▸ Extract
┌────────
Conserving biodiversity for its own sake is only one of many possible goals of matrix management. Another is the production of commodities, such as wood, and services, such as well-regulated flows of high-quality water. Management practices in the matrix will determine whether these goods and services can be sustained, because such practices also influence whether elements of biodiversity critical to long-term sustainability, such as mycorrhizal-forming fungi, are maintained (Perry 1994). Such organisms need to be conserved at functionally effective levels to maintain ecosystem processes (Conner 1988). Hence, conservation of biodiversity in the matrix is fundamental to achieving intrinsic goals (e.g., sustainable production of wood products) and extrinsic goals (e.g., maintenance of regional biodiversity and regulation of stream-flow).
Supporting Populations of Species
The matrix can be managed to support broadly distributed populations of many species (deMaynadier and Hunter 1995) (Figure 1.1). Such populations have a lower risk of extinction through demographic stochasticity (Pimm et al. 1988; McCarthy et al. 1994) and environmental variability (Thomas 1990; Tscharntke 1992) (Figure 1.2). Large populations also have greater levels of genetic variation (e.g., Billington 1991; Madsen et al. 1999b) and are less likely to suffer extinction as a result of genetic stochasticity (Lacy 1987, 1993a; Young et al. 1996) (Figure 1.3). For example, Saccheri et al. (1998) demonstrated that low levels of genetic variation and subsequent inbreeding depression significantly increased the risk of extinction of fragmented populations of the Glanville fritillary butterfly (Melitaea cinixia) in Finland.
The maintenance of large, well-distributed populations also reduces the risks that an entire population will be extinguished in a single catastrophic event such as a wildfire (Gilpin 1987; McCarthy and Lindenmayer 1999a). In the forests of southeastern Australia, the maintenance of populations of Leadbeater's possum (Gymnobelideus leadbeateri) in many habitat patches is predicted to reduce extinction risks as a result of wildfire (Lindenmayer and Possingham 1995a).
Maintaining populations of species in the matrix can supplement populations in reserves. Species that persist in the matrix will also be those most likely to reside in reserves or remnant patches (Diamond et al. 1987; Laurance 1991a; As 1999; Renjifo 2001). The contribution of matrix populations to the persistence of populations within reserves is illustrated by the bald eagle (Haliaeetus leucocephalus) in Yellowstone National Park. Although Yellowstone is a large reserve (more than 1 million hectares), the long-term persistence of the species within the park is dependent on dispersal by animals from off-reserve populations (Swenson et al. 1986) (Figure 1.4).
└────────
▸ Tasks
**1)** Answer these questions using the extract on matrix management.
(a) Which butterfly did Saccheri et al. (1998) study, and in which country?
(b) What species in the forests of southeastern Australia is given as an example of a population kept in many habitat patches?
(c) How large does the extract say Yellowstone National Park is?
**2)** Write out the portion of the extract on matrix management starting at "Maintaining populations of" and ending at "1986) (Figure 1.4).".

▸ Point-per-instance localization data
┌────────
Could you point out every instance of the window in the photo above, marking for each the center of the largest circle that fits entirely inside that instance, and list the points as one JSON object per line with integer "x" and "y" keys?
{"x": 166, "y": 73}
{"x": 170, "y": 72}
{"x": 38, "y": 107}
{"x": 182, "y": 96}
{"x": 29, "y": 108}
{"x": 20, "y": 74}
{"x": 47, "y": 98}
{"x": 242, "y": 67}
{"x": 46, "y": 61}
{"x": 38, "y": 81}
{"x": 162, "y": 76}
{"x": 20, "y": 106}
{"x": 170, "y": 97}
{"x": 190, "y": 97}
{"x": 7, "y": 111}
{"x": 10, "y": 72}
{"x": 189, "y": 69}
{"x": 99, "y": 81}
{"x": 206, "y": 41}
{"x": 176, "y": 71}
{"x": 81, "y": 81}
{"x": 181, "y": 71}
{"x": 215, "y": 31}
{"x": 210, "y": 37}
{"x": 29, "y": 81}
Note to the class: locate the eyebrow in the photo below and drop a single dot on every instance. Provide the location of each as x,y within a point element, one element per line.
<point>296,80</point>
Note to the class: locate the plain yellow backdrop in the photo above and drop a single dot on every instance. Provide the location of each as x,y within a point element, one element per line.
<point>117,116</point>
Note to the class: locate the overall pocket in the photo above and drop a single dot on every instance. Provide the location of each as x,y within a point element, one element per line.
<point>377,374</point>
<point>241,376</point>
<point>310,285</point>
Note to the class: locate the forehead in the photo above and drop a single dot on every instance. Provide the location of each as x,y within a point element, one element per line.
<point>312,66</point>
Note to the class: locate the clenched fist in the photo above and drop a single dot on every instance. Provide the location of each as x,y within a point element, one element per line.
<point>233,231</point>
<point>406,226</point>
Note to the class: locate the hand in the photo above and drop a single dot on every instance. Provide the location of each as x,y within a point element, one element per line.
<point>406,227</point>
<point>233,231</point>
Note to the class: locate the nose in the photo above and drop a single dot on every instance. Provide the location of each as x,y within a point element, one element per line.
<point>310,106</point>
└────────
▸ Exercise results
**1)**
(a) The Glanville fritillary butterfly (Melitaea cinixia), in Finland.
(b) Leadbeater's possum (Gymnobelideus leadbeateri).
(c) More than 1 million hectares.

**2)**
Maintaining populations of species in the matrix can supplement populations in reserves. Species that persist in the matrix will also be those most likely to reside in reserves or remnant patches (Diamond et al. 1987; Laurance 1991a; As 1999; Renjifo 2001). The contribution of matrix populations to the persistence of populations within reserves is illustrated by the bald eagle (Haliaeetus leucocephalus) in Yellowstone National Park. Although Yellowstone is a large reserve (more than 1 million hectares), the long-term persistence of the species within the park is dependent on dispersal by animals from off-reserve populations (Swenson et al. 1986) (Figure 1.4).